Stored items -

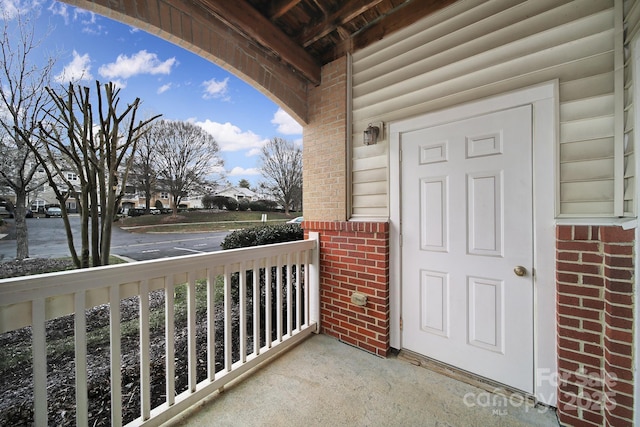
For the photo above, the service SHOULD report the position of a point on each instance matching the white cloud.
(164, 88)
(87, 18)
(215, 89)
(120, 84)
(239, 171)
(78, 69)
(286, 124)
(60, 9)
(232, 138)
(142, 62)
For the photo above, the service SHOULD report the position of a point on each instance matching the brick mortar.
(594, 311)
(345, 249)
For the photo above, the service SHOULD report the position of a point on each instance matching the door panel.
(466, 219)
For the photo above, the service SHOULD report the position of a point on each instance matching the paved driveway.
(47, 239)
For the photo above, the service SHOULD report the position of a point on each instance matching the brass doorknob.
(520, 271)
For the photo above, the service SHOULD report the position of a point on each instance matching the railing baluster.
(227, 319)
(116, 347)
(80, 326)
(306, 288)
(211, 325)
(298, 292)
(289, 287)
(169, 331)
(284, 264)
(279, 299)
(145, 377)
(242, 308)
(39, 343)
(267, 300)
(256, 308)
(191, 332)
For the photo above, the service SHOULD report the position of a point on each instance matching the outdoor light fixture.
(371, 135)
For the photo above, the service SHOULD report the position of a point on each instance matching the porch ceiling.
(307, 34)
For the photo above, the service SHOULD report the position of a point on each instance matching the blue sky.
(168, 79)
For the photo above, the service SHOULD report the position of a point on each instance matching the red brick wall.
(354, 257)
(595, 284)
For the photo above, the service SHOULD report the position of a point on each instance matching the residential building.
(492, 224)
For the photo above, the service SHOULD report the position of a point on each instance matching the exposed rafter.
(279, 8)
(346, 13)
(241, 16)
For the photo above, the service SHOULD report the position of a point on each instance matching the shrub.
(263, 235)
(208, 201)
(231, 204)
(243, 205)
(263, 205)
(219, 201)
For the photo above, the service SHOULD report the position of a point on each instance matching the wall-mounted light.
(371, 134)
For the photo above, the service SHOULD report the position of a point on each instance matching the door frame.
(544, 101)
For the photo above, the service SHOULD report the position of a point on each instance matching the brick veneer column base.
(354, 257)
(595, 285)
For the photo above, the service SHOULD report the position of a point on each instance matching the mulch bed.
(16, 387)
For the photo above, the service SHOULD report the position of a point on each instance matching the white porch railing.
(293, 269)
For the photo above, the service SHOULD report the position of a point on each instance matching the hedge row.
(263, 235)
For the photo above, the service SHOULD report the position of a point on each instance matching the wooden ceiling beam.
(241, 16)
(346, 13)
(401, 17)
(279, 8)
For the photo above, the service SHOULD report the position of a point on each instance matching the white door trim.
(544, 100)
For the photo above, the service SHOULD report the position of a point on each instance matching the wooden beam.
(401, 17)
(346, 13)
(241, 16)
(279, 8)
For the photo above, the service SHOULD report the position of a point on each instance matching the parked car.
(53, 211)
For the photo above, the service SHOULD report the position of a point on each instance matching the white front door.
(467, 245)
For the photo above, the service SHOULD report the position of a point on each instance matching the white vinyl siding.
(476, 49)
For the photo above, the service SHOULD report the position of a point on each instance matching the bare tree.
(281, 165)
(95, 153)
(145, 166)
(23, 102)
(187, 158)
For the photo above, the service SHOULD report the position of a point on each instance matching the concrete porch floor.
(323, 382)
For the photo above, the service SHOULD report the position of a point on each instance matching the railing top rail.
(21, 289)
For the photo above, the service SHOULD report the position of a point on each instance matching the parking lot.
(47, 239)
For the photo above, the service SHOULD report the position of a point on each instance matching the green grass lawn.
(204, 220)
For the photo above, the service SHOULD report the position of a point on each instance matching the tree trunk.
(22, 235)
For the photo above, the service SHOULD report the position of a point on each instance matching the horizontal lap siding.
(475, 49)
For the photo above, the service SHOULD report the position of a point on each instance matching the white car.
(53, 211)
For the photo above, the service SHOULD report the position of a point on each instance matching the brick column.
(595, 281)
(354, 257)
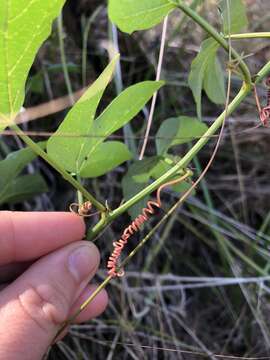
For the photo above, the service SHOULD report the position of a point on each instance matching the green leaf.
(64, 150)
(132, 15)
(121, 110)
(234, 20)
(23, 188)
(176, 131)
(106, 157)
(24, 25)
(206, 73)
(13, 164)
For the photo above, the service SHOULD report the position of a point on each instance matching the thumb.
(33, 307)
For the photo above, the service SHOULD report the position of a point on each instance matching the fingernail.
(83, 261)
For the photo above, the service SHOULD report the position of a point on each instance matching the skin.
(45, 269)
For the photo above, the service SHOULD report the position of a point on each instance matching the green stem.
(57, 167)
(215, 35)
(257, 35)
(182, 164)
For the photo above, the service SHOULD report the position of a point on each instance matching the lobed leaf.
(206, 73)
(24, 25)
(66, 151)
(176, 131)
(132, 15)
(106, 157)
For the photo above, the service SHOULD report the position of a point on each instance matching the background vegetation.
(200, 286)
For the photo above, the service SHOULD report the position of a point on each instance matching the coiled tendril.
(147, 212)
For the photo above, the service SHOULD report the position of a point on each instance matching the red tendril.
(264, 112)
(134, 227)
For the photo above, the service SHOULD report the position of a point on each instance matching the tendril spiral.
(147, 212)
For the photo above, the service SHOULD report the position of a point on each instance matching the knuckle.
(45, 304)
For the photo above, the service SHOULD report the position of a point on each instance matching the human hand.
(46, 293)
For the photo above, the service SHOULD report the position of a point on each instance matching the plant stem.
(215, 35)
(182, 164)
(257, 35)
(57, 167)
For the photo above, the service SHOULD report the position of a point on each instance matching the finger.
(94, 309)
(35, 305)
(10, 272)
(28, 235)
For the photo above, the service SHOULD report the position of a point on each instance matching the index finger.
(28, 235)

ASSIGNMENT - Copy each line above precisely, dropping the pictures.

OUTPUT OF THE TASK -
For the photo above, the service SHOULD report the position of a point on each instance matching the white cloud.
(164, 88)
(87, 18)
(215, 89)
(120, 84)
(239, 171)
(78, 69)
(286, 124)
(60, 9)
(232, 138)
(142, 62)
For the photo above, the service SHOULD report the position of a point on each instance matching the brick mortar.
(594, 311)
(345, 249)
For the photo above, the service SHOULD report the position of a point on each instance matching the door panel.
(466, 219)
For the photo above, the service SHOULD report the position of a point on each instance matching the paved driveway.
(47, 239)
For the photo above, the service SHOULD report the position of a point on each instance matching the brass doorknob.
(520, 271)
For the photo above, the service SHOULD report the position of a point on each instance matching the railing baluster.
(227, 319)
(116, 347)
(80, 326)
(306, 288)
(211, 325)
(298, 292)
(289, 287)
(169, 331)
(284, 264)
(279, 299)
(145, 377)
(242, 308)
(39, 343)
(267, 300)
(256, 308)
(191, 332)
For the photo above, the service SHOULD report the position of a point on each instance matching the outdoor light fixture.
(371, 135)
For the photo above, the service SHOULD report the position of a point on each instance matching the porch ceiling.
(307, 34)
For the photo above, the service SHOULD report the position of a point on each instance matching the blue sky.
(168, 79)
For the photo above, the service SHOULD report the position of a point on each instance matching the red brick wall.
(354, 257)
(595, 284)
For the photo above, the service SHOULD report the position of a point on each instance matching the residential building.
(492, 224)
For the photo above, the service SHOULD report the position of a point on each instance matching the exposed rafter.
(279, 8)
(346, 13)
(241, 16)
For the photo above, the service SHOULD report the position of a point on each instance matching the shrub.
(263, 235)
(208, 201)
(231, 204)
(243, 205)
(263, 205)
(219, 201)
For the photo above, the service SHOULD report the position of a point on each instance matching the wall-mounted light.
(371, 134)
For the photo above, the service SHOULD report the position of a point on each instance matching the door frame.
(544, 101)
For the photo above, the service SHOULD report the position of a point on each instance matching the brick veneer column base.
(354, 257)
(595, 285)
For the photo above, the service SHOULD report the position of a point on each instance matching the mulch bed.
(16, 387)
For the photo above, the service SHOULD report the position of a point on each instance matching the white porch railing.
(293, 269)
For the photo above, the service SHOULD report the position of a point on each instance matching the hedge row.
(263, 235)
For the photo above, the service SHOULD report the position of a point on each instance matching the wooden ceiling beam.
(241, 16)
(346, 13)
(401, 17)
(279, 8)
For the photo above, the service SHOULD report the position of a point on each instance matching the white door trim.
(544, 100)
For the photo above, the service SHOULD report the position of a point on each instance matching the wooden beam.
(401, 17)
(346, 13)
(241, 16)
(279, 8)
For the photo above, the service SHOULD report the position of a point on each instance matching the parked car.
(53, 211)
For the photo above, the service SHOULD report the position of a point on each instance matching the white front door.
(467, 245)
For the photo above, the service SHOULD report the position of a point on each instance matching the white vinyl siding.
(476, 49)
For the photo above, the service SHOULD report the position of a point on each instance matching the bare tree.
(281, 165)
(95, 153)
(145, 166)
(23, 102)
(187, 158)
For the photo above, the service SHOULD report the position of a point on each instance matching the concrete porch floor.
(323, 382)
For the photo above, the service SHOULD report the position of a point on each instance matching the railing top rail.
(21, 289)
For the photo above, the service SHOULD report the position of a point on each instance matching the parking lot.
(47, 239)
For the photo above, the service SHOULD report the position of a point on each instance matching the green grass lawn.
(204, 220)
For the photo above, the service SHOULD report the position of a point on each instance matching the tree trunk.
(22, 235)
For the photo above, the service SHOULD report the position of a point on each instance matching the horizontal lap siding.
(475, 49)
For the photo above, the service SHOULD report the position of a point on each instance matching the white car.
(53, 211)
For the photo above, the service SHOULD report the position of a point on each instance matching the brick column.
(595, 281)
(354, 257)
For the photo above, the service SHOULD report the position of a point on each instance matching the green leaf.
(64, 150)
(132, 15)
(121, 110)
(234, 20)
(23, 188)
(176, 131)
(106, 157)
(24, 25)
(206, 73)
(13, 164)
For the photo above, the service SHOULD report the position of a point on each instance matching the thumb.
(33, 307)
For the photo above, the service SHOULD report the position of a point on each instance matching the fingernail.
(83, 261)
For the photo above, the service SHOULD report the position of a point on each instance matching the skin.
(45, 269)
For the photo above, the service SHOULD report the position of a point on each instance matching the green stem.
(57, 167)
(215, 35)
(257, 35)
(182, 164)
For the photo above, the service SHOULD report the position of a point on each instance matching the lobed leaf.
(206, 73)
(24, 25)
(66, 151)
(176, 131)
(132, 15)
(106, 157)
For the photo above, the service SHOULD report the position of a point on each instance matching the background vegetation.
(200, 286)
For the photo above, the service SHOULD report the position of a point on each instance matching the coiled tendril.
(147, 212)
For the photo above, the service SHOULD report the position of a point on each instance matching the red tendril.
(264, 112)
(134, 227)
For the photo above, the service SHOULD report the position of a point on each instance matching the tendril spiral.
(147, 212)
For the photo above, the service SHOULD report the position of a point on each instance matching the knuckle.
(45, 304)
For the photo above, the service SHOULD report the position of a point on each instance matching the human hand.
(46, 293)
For the photo above, the service SHOULD report the position of a point on each instance matching the plant stem.
(215, 35)
(182, 164)
(257, 35)
(57, 167)
For the photo above, the service SHOULD report the position of a point on each instance matching the finger.
(94, 309)
(35, 305)
(10, 272)
(28, 235)
For the photo above, the service SHOULD report the position of a point on each instance matching the index finger.
(28, 235)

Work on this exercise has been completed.